Filter the material below down to the lines that contain the word "green". Copy each of those lines without changes.

(Dataset excerpt)
- - - - - - -

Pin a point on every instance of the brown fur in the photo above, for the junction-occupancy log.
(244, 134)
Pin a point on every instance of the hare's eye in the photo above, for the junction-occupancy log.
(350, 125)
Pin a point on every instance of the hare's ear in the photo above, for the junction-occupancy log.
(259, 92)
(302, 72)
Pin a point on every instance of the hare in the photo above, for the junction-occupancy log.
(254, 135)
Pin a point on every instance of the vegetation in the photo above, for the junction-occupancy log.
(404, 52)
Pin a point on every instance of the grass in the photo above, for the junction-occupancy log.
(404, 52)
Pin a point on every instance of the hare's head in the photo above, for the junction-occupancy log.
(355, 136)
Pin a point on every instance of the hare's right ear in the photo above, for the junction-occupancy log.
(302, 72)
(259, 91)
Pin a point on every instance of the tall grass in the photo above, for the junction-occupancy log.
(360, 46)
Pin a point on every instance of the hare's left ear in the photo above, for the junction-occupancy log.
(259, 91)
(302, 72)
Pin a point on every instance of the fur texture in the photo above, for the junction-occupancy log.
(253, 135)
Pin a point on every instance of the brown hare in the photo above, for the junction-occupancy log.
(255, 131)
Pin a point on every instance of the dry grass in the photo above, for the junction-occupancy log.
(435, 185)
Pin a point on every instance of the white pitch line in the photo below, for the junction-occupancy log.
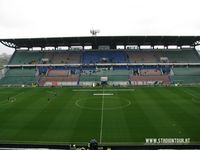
(101, 129)
(101, 94)
(3, 101)
(191, 94)
(107, 90)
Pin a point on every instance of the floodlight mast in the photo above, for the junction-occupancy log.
(94, 32)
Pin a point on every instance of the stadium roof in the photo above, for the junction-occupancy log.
(95, 41)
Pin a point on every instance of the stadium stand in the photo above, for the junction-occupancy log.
(104, 57)
(186, 75)
(26, 57)
(17, 76)
(113, 66)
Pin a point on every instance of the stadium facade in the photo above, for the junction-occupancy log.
(97, 60)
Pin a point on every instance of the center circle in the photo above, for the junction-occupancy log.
(110, 103)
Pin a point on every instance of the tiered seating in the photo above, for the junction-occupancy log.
(113, 75)
(26, 57)
(186, 75)
(146, 80)
(66, 57)
(182, 56)
(19, 76)
(104, 57)
(144, 56)
(150, 72)
(186, 71)
(58, 72)
(58, 80)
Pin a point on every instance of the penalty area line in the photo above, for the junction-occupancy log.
(100, 90)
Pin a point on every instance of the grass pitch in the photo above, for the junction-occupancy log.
(111, 116)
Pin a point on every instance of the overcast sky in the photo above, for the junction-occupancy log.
(60, 18)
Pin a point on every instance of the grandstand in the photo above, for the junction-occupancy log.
(107, 94)
(96, 66)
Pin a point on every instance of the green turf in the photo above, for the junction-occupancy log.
(75, 115)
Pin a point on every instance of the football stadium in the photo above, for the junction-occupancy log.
(113, 90)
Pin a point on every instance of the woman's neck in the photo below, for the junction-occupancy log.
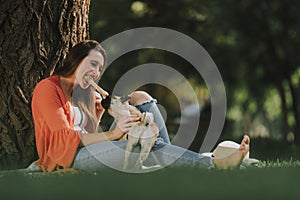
(67, 85)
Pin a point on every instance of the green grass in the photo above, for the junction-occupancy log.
(269, 180)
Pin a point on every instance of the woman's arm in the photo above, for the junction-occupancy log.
(99, 109)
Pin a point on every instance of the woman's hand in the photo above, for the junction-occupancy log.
(124, 124)
(99, 109)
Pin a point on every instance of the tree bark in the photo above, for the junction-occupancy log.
(35, 36)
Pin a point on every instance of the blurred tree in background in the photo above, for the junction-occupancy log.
(253, 43)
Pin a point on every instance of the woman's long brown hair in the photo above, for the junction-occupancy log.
(83, 98)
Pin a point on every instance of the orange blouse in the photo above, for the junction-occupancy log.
(56, 140)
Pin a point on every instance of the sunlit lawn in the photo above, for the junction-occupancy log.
(270, 180)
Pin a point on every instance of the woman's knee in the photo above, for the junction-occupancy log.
(139, 97)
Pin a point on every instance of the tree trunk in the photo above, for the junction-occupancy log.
(296, 113)
(35, 36)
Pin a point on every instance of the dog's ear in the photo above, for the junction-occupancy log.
(125, 98)
(106, 102)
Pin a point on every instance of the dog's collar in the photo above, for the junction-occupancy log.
(146, 118)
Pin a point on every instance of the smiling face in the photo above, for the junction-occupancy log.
(91, 66)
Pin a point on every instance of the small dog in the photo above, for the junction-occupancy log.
(144, 133)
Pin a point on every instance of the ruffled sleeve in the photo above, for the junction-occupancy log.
(56, 140)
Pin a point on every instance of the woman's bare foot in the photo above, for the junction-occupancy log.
(235, 159)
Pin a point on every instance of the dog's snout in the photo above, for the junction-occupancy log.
(125, 98)
(106, 102)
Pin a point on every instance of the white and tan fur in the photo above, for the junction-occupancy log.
(144, 133)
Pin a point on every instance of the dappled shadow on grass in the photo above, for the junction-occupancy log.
(171, 183)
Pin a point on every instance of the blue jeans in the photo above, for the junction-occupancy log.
(111, 154)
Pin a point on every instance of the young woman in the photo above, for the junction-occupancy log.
(67, 110)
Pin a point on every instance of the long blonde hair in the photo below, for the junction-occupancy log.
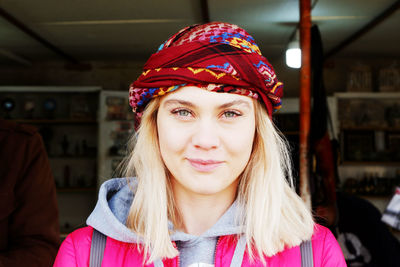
(273, 216)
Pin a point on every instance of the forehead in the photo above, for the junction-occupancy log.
(200, 96)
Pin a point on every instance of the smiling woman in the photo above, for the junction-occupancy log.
(213, 183)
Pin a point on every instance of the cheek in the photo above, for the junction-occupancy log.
(170, 139)
(240, 141)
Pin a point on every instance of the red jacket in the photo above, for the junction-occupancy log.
(75, 251)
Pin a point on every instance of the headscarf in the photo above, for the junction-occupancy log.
(216, 56)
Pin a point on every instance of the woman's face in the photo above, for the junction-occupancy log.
(205, 139)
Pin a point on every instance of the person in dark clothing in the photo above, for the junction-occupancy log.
(29, 228)
(358, 217)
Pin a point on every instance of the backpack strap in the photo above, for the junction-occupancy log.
(306, 254)
(97, 248)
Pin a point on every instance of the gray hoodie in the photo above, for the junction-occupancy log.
(111, 211)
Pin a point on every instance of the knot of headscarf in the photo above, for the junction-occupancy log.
(216, 56)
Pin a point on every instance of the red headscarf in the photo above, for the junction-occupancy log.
(217, 56)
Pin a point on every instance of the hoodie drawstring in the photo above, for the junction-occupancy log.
(239, 252)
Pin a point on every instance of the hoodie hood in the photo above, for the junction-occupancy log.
(112, 208)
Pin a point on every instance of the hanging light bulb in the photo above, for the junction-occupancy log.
(293, 53)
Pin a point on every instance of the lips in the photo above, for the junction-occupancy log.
(204, 165)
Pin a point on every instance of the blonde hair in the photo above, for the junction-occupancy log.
(273, 216)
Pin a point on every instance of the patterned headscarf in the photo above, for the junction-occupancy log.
(216, 56)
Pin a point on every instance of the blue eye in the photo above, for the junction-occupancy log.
(231, 114)
(183, 112)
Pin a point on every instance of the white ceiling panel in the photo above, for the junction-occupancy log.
(130, 29)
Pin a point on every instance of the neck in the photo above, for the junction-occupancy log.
(200, 212)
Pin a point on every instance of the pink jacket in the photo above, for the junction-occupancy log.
(75, 251)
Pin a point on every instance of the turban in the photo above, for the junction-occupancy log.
(216, 56)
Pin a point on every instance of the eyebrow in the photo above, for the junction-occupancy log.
(190, 104)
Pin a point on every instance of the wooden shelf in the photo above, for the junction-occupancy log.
(370, 128)
(75, 189)
(77, 157)
(368, 163)
(56, 121)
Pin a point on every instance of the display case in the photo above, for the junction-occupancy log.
(369, 132)
(66, 117)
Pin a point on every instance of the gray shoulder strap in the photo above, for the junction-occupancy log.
(239, 252)
(306, 254)
(97, 249)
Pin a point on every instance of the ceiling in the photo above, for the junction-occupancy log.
(132, 30)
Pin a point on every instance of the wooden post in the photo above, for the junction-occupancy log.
(305, 98)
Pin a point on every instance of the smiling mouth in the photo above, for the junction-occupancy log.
(204, 165)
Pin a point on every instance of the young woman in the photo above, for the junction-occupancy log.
(213, 178)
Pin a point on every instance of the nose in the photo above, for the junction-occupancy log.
(205, 136)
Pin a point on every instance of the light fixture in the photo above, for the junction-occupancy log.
(293, 53)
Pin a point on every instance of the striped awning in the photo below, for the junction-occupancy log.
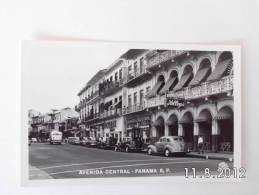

- - - - - - -

REPLY TO THE TASK:
Pin a point on every instance of the green turf in the photo above, for the junction-occupancy log.
Pin a point on every instance of the green grass in the photo above, for the junction-occupancy log.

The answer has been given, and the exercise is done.